**What to produce**. Extract from the data below every line from the line containing "Dataset curation — class: chimney." to the line containing "436 0 450 22", both included, and copy them verbatim.
····················
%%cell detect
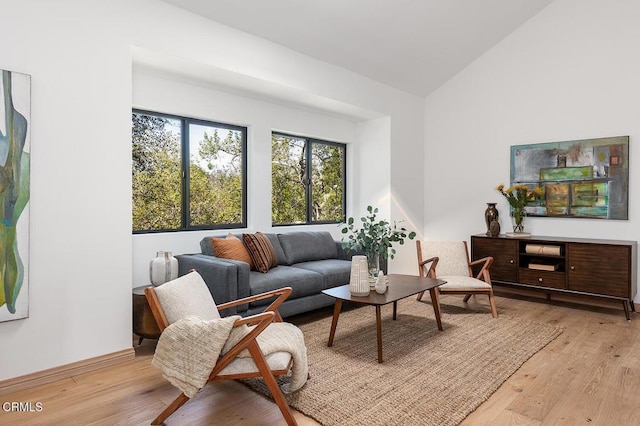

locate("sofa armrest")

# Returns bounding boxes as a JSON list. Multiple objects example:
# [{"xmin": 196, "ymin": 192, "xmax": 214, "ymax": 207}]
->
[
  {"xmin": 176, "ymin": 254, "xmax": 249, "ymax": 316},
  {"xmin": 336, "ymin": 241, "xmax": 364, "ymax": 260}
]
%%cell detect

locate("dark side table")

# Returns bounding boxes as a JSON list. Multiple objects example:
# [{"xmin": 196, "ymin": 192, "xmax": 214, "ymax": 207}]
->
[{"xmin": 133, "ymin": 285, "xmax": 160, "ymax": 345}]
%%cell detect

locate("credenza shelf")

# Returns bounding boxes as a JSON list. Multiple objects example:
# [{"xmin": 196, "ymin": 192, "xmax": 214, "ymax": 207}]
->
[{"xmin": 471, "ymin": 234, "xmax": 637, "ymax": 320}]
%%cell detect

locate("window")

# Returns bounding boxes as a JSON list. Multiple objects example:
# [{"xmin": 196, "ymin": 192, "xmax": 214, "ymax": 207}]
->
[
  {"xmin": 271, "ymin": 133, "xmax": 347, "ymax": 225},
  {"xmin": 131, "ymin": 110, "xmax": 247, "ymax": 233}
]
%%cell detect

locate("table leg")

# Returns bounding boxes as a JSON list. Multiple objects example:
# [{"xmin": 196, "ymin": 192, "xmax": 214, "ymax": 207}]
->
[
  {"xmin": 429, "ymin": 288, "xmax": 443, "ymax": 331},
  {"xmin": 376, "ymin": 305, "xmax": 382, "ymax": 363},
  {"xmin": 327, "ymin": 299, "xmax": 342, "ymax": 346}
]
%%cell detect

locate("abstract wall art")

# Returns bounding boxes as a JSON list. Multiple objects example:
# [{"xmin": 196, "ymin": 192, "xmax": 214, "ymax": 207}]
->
····················
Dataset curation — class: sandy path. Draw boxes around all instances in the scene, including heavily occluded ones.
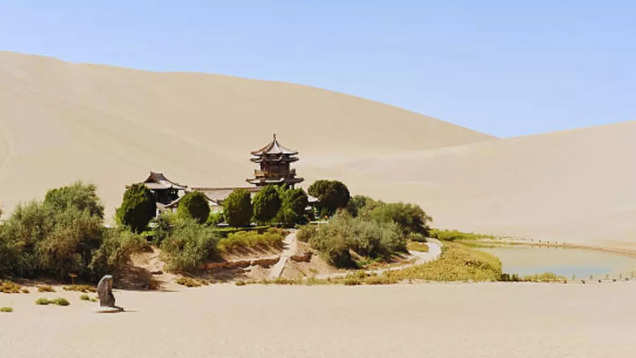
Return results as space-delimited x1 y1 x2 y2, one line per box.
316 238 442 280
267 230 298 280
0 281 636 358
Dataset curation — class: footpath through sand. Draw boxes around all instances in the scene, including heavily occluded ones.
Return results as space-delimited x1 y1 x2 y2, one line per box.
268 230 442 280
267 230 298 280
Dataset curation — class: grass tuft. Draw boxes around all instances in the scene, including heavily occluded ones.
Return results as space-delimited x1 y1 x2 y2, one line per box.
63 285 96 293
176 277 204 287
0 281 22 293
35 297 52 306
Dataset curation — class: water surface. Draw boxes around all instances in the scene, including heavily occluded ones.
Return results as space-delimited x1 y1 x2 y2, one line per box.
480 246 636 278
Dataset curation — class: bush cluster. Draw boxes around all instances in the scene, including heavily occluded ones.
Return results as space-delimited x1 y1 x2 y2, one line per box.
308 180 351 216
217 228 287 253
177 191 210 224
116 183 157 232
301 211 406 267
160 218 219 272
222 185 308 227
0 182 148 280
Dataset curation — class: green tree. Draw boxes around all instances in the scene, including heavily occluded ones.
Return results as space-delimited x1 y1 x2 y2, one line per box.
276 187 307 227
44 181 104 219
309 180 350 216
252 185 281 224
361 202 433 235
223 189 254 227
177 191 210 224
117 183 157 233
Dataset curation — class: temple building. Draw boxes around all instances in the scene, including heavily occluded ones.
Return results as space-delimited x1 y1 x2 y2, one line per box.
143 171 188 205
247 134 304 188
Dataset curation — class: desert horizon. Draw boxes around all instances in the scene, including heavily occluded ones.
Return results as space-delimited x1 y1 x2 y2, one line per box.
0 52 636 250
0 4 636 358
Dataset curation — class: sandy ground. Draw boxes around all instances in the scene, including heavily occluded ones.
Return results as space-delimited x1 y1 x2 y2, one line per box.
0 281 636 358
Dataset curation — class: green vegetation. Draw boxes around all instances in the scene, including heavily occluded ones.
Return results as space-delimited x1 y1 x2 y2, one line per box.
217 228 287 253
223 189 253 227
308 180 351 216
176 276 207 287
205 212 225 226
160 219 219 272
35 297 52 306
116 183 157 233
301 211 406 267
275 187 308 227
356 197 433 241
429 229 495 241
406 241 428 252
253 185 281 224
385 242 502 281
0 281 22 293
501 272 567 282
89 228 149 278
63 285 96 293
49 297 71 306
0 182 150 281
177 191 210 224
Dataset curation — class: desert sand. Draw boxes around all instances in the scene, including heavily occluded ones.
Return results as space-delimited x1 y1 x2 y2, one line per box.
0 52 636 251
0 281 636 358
····················
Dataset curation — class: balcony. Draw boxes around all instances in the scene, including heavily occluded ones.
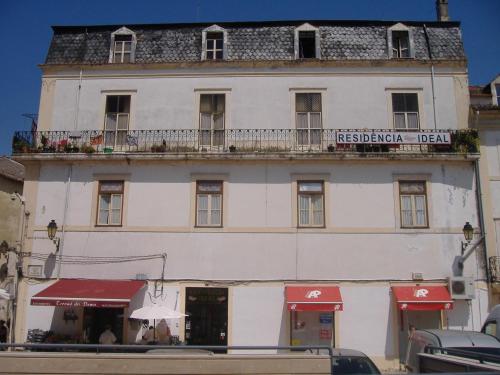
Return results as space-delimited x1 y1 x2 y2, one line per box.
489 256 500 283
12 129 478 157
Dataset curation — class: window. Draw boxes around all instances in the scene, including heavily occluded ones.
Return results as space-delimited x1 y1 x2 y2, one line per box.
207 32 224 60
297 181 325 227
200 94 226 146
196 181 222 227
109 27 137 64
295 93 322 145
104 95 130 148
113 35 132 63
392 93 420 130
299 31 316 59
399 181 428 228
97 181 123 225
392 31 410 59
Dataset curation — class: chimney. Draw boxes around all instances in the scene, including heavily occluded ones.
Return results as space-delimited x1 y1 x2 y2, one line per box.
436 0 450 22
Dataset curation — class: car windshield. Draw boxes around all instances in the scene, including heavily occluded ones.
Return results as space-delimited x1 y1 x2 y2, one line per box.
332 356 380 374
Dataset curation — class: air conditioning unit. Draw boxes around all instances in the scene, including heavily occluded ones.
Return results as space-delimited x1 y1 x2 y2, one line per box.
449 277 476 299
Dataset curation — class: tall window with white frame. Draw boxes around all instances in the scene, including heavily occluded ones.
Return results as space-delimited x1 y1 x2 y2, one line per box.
····················
**Correct result**.
Dataset curation — class: chimney. Draw boxes around all instances in the scene, including heavily occluded ones.
Return results as space-delimited x1 y1 x2 y2, one line per box.
436 0 450 22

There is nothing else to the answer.